Is this your first Ildhafn feast? Confused? Read on...

What's Ildhafn?

Ildhafn, or 'the shire of Ildhafn' is the name of the Auckland chapter of the Society for Creative Anachronism, Inc. SCA for short. Anachronism means an item which does not belong in its time - an example would be Mona Lisa wearing a wrist watch. The name of our organisation means very little, so don't worry about it - it was come up with on the spot some 30-odd years ago when a council clerk needed a name to book a park for an event. Yes, that long ago; the SCA was founded after a very successful costume party in Berkeley in 1966. It's now a worldwide organisation with up to 100,000 members all around the world!

The SCA re-creates aspects of medieval and renaissance life. We study life as it was for real people, and try to learn about different aspects that interest us. The level of study differs from person to person, and there is no minimum requirement except that one may not spoil the fun for others. We've formulated that rule to say that you have to 'make an attempt at pre-1600 clothing and behave like a gentleman/lady'. That's it.

There is a whole internal structure to the SCA which is based on medieval and renaissance examples. We are organised into geographical units called kingdoms, for example. There are thirteen kingdoms; most are based in the US but Europe is a separate one. New Zealand belongs to the kingdom of Caid, which also includes Hawaii, southern California, and a chunk of Nevada. Australia is part of the Kingdom of the West, Caid's neighbour, and is known as the Principality of Lochac. NZ is unofficially known as 'the southern reaches of Caid'.

There are two independent local groups in NZ; the Shire of Ildhafn who claim Northland and Auckland with the Hauraki islands, and the Barony of Southron Gaard which claims the South Island and is based in Christchurch. There are other groups as well - the Household of Narthwold in Hamilton, which are independent but are nominally within Ildhafn's sphere; the Household of the Windy Plains in Palmerston North (independent but has close ties with the Barony); the Household of the Burnished Sun in Nelson (part of the Barony) and the College of Reannag Fhara at Christchurch University.

What do all those terms mean? Well, they categorise a branch into size, really. A kingdom is the biggest organisational group in the SCA. Inside the kingdom you can have other groups which answer to each other in various lines of reporting. In descending order by size, they are principality, barony, shire/canton, college/stronghold, household. A kingdom has a king and queen who are selected by combat every six months (usually). A principality has the same arrangement with a prince and princess. A barony has a baron and baroness, who are appointed by the king or prince, but the appointment is done after asking the people in the group who they want. Unlike the kings and princes, they are not limited to the time they serve. Below a barony there is no presiding noble, only a formal structure of officers (the officials of the club). A household is a separate thing altogether; it doesn't have to have any officers, but it has no official status as a branch either. Ildhafn does not answer to the barony of Southron Gaard, but directly to the kingdom. This is unusual in other kingdoms, but in Caid we sometimes do things a little differently.

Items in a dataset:
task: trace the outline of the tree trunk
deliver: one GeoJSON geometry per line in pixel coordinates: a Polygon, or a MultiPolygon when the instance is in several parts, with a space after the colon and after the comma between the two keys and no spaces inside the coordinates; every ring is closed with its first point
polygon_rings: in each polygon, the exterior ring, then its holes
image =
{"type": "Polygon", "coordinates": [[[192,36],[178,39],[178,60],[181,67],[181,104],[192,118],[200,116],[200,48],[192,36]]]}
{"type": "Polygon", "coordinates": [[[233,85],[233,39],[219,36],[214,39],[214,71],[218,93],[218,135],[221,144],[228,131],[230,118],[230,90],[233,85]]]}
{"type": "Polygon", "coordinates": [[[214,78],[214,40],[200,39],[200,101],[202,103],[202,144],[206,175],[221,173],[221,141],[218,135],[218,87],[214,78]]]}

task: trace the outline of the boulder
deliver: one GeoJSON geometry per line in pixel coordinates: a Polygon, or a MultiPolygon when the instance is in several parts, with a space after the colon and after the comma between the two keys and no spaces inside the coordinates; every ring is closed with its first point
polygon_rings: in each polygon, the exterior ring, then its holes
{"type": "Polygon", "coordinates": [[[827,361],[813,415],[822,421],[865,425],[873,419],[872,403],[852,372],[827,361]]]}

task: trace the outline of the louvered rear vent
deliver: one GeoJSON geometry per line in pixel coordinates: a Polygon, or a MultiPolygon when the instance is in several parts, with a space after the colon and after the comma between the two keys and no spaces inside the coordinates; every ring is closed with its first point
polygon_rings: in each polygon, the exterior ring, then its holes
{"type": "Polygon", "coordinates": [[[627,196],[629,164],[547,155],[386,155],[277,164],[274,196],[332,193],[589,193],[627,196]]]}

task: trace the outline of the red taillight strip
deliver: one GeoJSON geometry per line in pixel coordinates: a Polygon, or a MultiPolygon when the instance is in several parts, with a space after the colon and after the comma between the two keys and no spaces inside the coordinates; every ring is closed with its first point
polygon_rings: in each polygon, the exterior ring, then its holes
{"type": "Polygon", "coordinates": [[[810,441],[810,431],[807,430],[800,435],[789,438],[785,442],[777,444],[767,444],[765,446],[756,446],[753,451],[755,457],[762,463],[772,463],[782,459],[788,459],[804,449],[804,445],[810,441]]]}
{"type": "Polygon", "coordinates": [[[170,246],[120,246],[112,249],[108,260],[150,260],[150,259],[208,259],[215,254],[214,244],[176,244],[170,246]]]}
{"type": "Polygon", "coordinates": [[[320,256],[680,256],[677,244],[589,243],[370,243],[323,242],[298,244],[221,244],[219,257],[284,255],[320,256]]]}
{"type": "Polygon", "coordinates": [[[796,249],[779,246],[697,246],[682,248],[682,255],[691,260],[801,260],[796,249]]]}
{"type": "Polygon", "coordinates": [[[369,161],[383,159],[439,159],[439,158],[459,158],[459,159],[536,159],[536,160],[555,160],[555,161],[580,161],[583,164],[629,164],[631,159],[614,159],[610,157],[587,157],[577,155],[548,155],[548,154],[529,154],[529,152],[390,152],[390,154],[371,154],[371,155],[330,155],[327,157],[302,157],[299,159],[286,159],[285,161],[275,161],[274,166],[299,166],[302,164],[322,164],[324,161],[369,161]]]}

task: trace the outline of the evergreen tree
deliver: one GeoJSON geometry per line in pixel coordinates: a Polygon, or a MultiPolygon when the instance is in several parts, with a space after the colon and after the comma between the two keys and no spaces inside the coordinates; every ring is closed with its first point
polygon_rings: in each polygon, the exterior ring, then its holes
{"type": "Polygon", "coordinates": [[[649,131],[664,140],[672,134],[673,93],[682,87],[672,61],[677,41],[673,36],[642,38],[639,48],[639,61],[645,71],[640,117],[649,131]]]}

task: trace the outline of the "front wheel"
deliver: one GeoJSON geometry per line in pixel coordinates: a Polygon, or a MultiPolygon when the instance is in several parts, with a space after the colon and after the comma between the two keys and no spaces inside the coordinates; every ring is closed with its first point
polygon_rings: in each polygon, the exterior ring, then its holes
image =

#### [COMPLETE THE FOLLOWING]
1. In the Ildhafn text, replace "gentleman/lady" with "gentleman or lady" and write out the passage from "The SCA re-creates" to "gentleman/lady'. That's it.".
2. According to the Ildhafn text, where and when was the SCA founded?
3. Decide whether each statement agrees with the Ildhafn text. Answer yes or no, and quote the deciding words.
(a) Australia is part of the kingdom of Caid.
(b) Barons and baronesses are limited in how long they may serve.
(c) Ildhafn answers directly to the kingdom.
The material is not needed here.

#### [TASK-BY-TASK RESULTS]
1.
The SCA re-creates aspects of medieval and renaissance life. We study life as it was for real people, and try to learn about different aspects that interest us. The level of study differs from person to person, and there is no minimum requirement except that one may not spoil the fun for others. We've formulated that rule to say that you have to 'make an attempt at pre-1600 clothing and behave like a gentleman or lady'. That's it.

2. In Berkeley in 1966, after a very successful costume party.

3.
(a) No: "Australia is part of the Kingdom of the West, Caid's neighbour"
(b) No: "Unlike the kings and princes, they are not limited to the time they serve."
(c) Yes: "Ildhafn does not answer to the barony of Southron Gaard, but directly to the kingdom."